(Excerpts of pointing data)
+++

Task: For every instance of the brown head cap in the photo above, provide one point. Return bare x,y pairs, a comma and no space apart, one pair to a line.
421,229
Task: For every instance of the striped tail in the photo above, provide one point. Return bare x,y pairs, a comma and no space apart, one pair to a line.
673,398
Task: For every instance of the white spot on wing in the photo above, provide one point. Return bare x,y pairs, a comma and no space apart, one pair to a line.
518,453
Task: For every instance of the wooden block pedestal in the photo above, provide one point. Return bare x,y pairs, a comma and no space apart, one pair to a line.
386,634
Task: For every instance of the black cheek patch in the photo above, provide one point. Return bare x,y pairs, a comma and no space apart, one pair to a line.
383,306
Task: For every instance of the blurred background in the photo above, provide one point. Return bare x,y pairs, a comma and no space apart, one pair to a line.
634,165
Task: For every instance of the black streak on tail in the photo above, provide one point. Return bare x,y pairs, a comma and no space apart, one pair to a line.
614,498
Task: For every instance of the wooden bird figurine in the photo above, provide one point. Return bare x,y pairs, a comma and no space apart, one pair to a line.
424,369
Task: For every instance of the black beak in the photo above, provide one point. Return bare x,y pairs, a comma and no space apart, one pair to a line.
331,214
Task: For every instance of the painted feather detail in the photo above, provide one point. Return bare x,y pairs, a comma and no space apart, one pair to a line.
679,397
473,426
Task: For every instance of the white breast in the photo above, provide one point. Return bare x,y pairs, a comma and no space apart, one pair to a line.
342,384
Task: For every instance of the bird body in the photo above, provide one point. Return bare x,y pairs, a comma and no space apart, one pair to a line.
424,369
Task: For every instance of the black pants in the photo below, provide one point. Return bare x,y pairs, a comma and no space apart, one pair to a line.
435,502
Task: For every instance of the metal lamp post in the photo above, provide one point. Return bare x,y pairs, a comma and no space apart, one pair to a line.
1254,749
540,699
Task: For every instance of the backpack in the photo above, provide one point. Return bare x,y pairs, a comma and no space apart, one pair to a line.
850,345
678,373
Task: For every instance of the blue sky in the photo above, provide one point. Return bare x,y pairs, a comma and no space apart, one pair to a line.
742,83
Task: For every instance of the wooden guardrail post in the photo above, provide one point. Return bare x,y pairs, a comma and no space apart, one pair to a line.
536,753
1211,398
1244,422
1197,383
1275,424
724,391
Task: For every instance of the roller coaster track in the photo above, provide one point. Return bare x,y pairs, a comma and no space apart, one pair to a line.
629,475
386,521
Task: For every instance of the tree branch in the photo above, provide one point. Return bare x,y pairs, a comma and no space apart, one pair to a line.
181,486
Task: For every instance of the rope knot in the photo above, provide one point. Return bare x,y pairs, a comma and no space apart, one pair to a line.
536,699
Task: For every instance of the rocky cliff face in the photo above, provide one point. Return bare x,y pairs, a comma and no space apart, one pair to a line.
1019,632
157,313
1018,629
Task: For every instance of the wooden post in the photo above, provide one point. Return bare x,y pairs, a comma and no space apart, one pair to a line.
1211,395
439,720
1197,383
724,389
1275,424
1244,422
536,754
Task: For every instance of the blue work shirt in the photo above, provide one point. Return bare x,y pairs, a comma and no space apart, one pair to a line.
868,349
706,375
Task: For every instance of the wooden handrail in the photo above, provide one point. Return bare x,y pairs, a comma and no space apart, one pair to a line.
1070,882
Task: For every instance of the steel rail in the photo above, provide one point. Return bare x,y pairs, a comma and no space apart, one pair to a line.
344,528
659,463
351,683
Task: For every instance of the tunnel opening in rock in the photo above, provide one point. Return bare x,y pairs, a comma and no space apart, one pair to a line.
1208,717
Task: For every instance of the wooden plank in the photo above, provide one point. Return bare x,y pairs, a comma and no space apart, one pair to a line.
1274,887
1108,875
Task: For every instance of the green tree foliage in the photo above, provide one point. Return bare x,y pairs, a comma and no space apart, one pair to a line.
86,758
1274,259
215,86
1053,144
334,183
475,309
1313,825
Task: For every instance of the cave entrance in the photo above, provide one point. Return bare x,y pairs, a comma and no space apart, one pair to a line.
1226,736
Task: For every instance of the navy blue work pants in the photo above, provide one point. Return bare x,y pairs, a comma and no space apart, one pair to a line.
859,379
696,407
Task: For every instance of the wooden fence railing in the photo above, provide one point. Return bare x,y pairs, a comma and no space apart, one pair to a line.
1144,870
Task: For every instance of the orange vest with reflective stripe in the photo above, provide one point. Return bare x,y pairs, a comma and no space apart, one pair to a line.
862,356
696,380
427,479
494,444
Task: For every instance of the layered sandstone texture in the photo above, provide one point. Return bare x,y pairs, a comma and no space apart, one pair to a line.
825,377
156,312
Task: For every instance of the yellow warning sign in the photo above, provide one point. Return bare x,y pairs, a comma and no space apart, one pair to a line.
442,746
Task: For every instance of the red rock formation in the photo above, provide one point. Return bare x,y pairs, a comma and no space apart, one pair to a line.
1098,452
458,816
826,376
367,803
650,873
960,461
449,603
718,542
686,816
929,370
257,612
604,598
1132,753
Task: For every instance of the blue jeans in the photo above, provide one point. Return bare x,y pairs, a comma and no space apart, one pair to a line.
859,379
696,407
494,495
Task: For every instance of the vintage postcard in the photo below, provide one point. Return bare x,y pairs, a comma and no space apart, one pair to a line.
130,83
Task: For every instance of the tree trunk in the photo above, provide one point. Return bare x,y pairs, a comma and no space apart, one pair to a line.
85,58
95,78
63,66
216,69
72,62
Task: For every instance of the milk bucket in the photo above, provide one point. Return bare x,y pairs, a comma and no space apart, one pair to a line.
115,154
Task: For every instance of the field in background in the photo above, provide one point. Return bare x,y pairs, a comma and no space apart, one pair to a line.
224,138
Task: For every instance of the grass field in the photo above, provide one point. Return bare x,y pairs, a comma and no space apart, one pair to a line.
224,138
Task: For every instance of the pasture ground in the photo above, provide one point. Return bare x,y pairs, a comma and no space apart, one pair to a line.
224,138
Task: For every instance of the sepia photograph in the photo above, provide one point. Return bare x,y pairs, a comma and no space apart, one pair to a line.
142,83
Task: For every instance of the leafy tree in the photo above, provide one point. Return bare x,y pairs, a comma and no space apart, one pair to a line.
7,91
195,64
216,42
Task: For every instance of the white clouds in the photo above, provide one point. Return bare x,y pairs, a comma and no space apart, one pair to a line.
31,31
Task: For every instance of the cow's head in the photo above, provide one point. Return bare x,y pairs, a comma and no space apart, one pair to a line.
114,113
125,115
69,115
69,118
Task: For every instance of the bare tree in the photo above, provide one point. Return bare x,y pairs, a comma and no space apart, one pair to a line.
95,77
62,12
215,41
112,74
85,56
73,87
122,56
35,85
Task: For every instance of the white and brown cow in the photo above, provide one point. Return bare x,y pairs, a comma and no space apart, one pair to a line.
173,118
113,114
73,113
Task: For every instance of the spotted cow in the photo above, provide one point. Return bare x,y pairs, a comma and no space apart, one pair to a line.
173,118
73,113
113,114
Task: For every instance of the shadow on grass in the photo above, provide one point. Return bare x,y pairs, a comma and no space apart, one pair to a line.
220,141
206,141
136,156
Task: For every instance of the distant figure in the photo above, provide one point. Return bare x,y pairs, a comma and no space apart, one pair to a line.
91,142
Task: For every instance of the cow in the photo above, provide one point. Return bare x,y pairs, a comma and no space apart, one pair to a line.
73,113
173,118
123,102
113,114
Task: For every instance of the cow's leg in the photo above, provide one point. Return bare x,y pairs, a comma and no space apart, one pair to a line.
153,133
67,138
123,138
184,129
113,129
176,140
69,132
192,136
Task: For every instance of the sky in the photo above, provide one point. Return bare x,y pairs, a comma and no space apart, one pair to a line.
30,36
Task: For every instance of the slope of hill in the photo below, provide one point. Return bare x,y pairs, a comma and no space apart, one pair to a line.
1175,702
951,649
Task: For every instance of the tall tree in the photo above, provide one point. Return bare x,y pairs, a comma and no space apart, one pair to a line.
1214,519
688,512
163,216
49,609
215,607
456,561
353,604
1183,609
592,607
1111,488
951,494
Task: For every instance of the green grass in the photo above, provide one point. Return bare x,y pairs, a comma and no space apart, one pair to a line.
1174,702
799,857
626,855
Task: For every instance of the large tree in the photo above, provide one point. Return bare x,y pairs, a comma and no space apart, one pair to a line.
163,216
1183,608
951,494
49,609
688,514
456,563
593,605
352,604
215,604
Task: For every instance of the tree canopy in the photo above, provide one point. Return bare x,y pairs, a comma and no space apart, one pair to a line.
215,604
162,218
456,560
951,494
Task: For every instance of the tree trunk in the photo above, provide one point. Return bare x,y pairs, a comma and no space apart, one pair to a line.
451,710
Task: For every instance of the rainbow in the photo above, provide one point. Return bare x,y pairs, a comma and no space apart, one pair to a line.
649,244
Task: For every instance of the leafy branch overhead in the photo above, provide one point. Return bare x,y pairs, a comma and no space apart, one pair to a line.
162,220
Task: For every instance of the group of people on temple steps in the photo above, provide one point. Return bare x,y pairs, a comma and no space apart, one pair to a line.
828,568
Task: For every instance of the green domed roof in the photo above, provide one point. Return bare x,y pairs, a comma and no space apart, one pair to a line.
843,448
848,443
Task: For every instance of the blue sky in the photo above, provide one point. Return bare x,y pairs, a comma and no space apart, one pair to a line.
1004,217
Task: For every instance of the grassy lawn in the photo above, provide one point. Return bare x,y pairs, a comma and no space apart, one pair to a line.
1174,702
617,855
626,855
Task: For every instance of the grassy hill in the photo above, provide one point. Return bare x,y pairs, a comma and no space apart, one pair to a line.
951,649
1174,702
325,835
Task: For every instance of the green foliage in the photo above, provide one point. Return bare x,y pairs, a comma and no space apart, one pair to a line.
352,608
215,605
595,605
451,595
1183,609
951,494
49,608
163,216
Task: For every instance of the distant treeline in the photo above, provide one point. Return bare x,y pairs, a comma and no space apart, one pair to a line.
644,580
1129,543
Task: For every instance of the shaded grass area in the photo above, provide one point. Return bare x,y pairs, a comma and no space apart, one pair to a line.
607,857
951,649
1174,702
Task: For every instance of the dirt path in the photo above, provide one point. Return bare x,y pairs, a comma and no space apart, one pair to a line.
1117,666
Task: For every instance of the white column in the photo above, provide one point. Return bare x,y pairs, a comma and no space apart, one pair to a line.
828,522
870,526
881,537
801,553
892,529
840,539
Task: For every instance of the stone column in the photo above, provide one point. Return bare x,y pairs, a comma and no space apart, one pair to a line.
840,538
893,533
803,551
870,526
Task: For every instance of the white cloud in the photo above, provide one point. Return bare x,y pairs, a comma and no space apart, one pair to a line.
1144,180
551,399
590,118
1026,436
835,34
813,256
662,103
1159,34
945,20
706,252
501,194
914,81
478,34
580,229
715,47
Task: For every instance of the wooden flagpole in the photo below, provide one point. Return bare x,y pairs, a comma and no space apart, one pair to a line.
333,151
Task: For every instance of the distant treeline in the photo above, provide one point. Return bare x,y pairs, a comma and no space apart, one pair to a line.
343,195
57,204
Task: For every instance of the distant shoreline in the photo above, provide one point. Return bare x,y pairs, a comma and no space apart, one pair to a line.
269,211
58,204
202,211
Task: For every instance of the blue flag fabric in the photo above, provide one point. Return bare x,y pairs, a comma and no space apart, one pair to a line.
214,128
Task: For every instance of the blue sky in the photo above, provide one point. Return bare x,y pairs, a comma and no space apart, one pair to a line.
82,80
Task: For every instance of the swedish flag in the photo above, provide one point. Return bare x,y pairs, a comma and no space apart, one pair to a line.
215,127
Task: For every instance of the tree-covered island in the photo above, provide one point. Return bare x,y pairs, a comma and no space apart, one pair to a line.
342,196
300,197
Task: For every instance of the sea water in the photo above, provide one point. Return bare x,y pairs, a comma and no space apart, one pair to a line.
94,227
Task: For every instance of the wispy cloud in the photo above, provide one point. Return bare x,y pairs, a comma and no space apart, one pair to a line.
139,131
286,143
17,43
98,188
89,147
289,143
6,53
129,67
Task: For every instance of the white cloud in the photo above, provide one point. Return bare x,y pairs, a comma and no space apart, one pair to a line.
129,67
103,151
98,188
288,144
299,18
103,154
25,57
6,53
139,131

+++

Instructions to follow - Transcribe the material verbatim, from the line containing "Task: For every instance of the swedish" through the end of the material.

Task answer -
Task: For every instance of the swedish flag in the photo above, provide one point. Return bare x,y pairs, a comma and no space apart, one pair to a line.
215,127
Task: For every instance of the tree-covered island in the photo above, provide one point. Return bare x,y pairs, a comma and no space apart, one pair to a line.
342,196
300,197
Task: For every instance of the sea water in the photo above, provide one point. Return bare x,y pairs, a comma and no space apart, one pair to a line.
94,227
Task: For every instance of the wispy cloud in the photo above, provide one point. Return bare x,y pairs, a comma and no space apart, one pair to a line.
139,131
286,143
17,43
98,188
89,147
289,143
6,53
129,67
Task: For every instance of the white cloud in the photo above, provide one point. Return bare x,y pairs, a comma and no space apart, one pair to a line.
129,67
103,151
98,188
288,144
299,18
103,154
25,57
6,53
139,131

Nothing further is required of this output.